DOCUMENT SEGMENT —
· · · ·
During the macroeconomic panel at the “EUROMETAL Southern Europe Meeting 2026” - held yesterday, February 26, in Milan - Emilio Rossi (EconPartners & Oxford Economics) outlined a global backdrop still heavily shaped by the post-Covid policy cycle and now moving towards normalization. According to Rossi, the shift away from “extra-expansionary” monetary and fiscal measures back to more “orthodox” policies is bringing structural constraints back to the forefront in advanced economies, including the EU.
Rossi noted that, years after the public health emergency, the effects of those policies are still visible: very low interest rates, prolonged fiscal support and a demand boost temporarily altered fundamentals, but the return to normal policy settings is re-exposing long-term limits. He pointed to drivers typically associated with “long-term stagnation” such as demography, weak productivity growth and excess savings, now compounded by newer pressures including protectionism, climate change, the acceleration of technology, defence spending, a slowing China and rising global debt.
In Rossi’s view, global GDP growth remains close to pre-Covid levels in the near term (around 3%), but forecasts indicate a gradual slowdown over the next decade, declining towards 2.2-2.5 percent. This, he stressed, implies a less supportive environment for demand growth across industrial sectors, steel included.
While describing the baseline outlook as “not benign”, Rossi also highlighted potential upside drivers that could support more optimistic scenarios. The key enabling factor, in his view, is human capital quality: innovation - not limited to AI - can translate into higher productivity only if the workforce has the skills required both to develop and to adopt new technologies. From this angle, Rossi pointed to the need to strengthen digital expertise and connectivity, alongside more investment in research and stronger links between universities and businesses.
As Europe’s main growth opportunities, Rossi referred to the broader digital ecosystem (AI, data centres, cybersecurity, big data, satellite technologies, cloud and IoT), as well as energy and defence, underlining that these areas require a solid infrastructure base. In particular, he stressed the need for heavy investment in stable power generation and strengthened grids, noting that the rise in data-centre electricity consumption is becoming increasingly material, with the US and China expected to drive most of the growth through 2030.
Rossi also addressed the US dollar’s global role. He argued that narratives predicting an imminent loss of the dollar’s dominance should be toned down, as the currency’s position remains supported by structural fundamentals. “The US dollar will remain the global currency of reference for at least the next decade,” he said, pointing to its role in global trade, the free movement of capital and constraints that make a China-led alternative unlikely in the near term.
· · · ·
SOURCE DATA —
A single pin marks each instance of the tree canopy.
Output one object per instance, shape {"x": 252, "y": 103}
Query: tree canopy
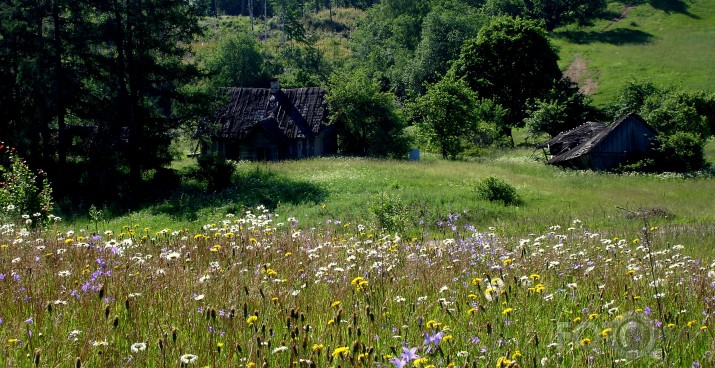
{"x": 511, "y": 62}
· · · ·
From the report on Emilio Rossi's macroeconomic outlook, reproduce word for word the stretch from "Rossi also addressed" through "the near term.".

Rossi also addressed the US dollar’s global role. He argued that narratives predicting an imminent loss of the dollar’s dominance should be toned down, as the currency’s position remains supported by structural fundamentals. “The US dollar will remain the global currency of reference for at least the next decade,” he said, pointing to its role in global trade, the free movement of capital and constraints that make a China-led alternative unlikely in the near term.